• GIVEN EXERCISE:
Copy out the section of the data that opens with the line containing "In this exercise you will label every instance of the utility" and closes at the end of the data, both ends included, keeping every line. Shift each coordinate pair that stands on its own line by adding 115 to both numbers, and leave the sample coordinates inside the longer sentences unchanged.

• WORKING DATA:
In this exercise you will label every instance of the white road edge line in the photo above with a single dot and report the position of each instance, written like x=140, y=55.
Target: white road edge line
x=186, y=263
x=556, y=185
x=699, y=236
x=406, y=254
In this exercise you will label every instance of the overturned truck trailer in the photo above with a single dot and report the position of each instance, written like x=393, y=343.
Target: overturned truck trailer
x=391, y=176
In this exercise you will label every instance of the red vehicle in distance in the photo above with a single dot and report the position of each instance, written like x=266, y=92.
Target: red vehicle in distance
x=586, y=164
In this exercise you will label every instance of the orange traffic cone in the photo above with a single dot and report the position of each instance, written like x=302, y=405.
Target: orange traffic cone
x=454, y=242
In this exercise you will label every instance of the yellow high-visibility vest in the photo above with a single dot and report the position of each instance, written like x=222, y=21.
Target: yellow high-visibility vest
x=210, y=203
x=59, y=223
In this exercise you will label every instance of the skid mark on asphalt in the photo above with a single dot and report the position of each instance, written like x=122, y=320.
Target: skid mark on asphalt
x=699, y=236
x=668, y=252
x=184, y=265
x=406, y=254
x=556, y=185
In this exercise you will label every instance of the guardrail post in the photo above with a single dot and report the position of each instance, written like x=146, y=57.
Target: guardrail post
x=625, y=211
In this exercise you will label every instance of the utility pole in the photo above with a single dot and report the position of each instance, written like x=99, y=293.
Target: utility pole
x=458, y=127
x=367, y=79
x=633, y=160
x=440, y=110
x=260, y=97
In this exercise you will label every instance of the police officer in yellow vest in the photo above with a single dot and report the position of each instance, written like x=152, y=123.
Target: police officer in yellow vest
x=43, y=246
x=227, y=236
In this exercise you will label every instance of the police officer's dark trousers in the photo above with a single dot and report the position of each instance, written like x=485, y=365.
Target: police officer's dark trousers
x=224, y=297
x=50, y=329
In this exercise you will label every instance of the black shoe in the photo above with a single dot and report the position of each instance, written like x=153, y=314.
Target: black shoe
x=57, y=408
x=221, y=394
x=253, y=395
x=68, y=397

• RESULT OF THE EXERCISE:
In this exercise you will label every instance of the utility pole in the photo above with a single dot and report the position of each instance, written like x=99, y=293.
Target: utility pole
x=573, y=242
x=482, y=194
x=748, y=275
x=555, y=225
x=375, y=212
In this exercise you will label every instance of the police officer in yellow vest in the photo above with a single dot and report the position of each instance, written like x=152, y=123.
Target: police officer in yellow vest
x=158, y=361
x=342, y=351
In this exercise you will label every instance of the police officer's dark trousers in the photo above with a single dot and report the position of each instance, written like x=485, y=365.
Target: police officer's dark trousers
x=339, y=412
x=165, y=444
In this exercise you will label every instance of the black shoe in the photo above with a single dot and report the position of each instance, written like x=153, y=314.
Target: black shoe
x=172, y=523
x=336, y=509
x=368, y=510
x=183, y=512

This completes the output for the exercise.